DATA FOR REVIEW:
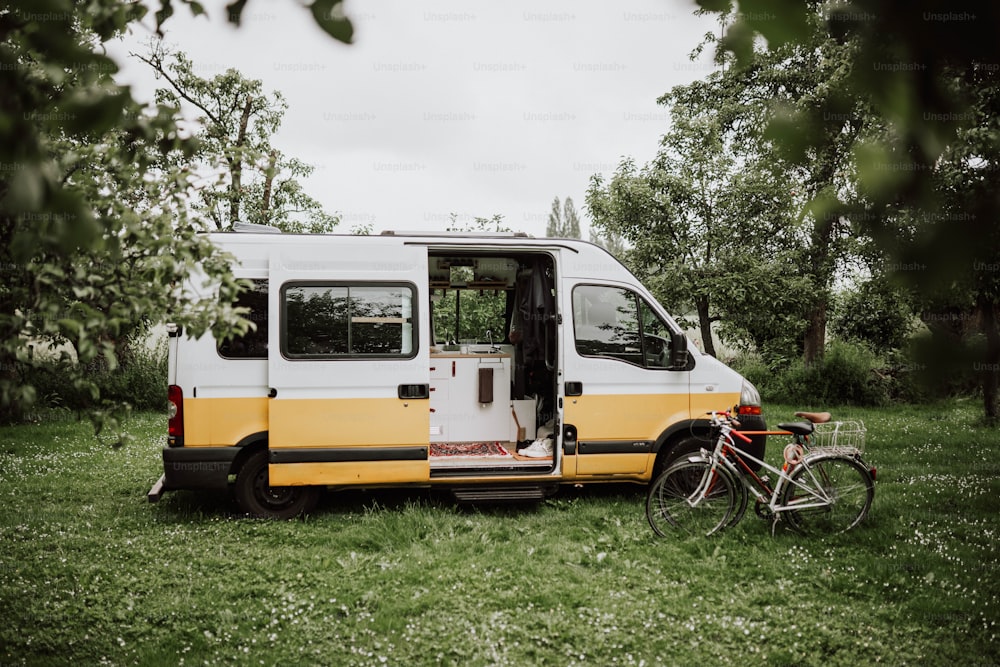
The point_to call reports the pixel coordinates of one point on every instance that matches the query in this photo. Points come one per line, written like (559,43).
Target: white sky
(471,107)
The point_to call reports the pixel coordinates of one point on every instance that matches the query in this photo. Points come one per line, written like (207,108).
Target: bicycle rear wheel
(689,497)
(837,494)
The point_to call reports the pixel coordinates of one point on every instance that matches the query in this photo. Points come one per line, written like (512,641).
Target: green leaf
(329,14)
(234,11)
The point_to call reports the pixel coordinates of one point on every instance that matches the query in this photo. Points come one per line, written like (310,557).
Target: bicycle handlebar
(726,418)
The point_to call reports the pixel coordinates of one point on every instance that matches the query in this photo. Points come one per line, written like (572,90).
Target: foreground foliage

PROBLEM DESCRIPTION:
Reproduce the complete set of records verbatim and omit the pictures.

WRITTEN REPLY:
The point_to call reports the pixel coordinates of one point on every instance that matches the query in this photo. Points come one per line, written like (559,43).
Target: white sky
(471,107)
The point_to call reports the pixel coordinates of one point on every instance that matches the query in this photo. Points come one per line, written like (207,108).
Target: bicycle rear wheel
(689,497)
(837,494)
The point_to call reports the pixel coordinates of one point on every instance that matches the query in this photo. Points come one per line, written like (512,641).
Target: green leaf
(329,14)
(234,11)
The point_to call reports the pixel coordinates of one point on every instance that matches the query in this photo. Points come one per line, written like (310,557).
Target: bicycle handlebar
(726,418)
The point_to call reports the pixel coordinates of one point on every instance that matches the query in this photo. Points come one per line, written like (572,90).
Target: foreground foliage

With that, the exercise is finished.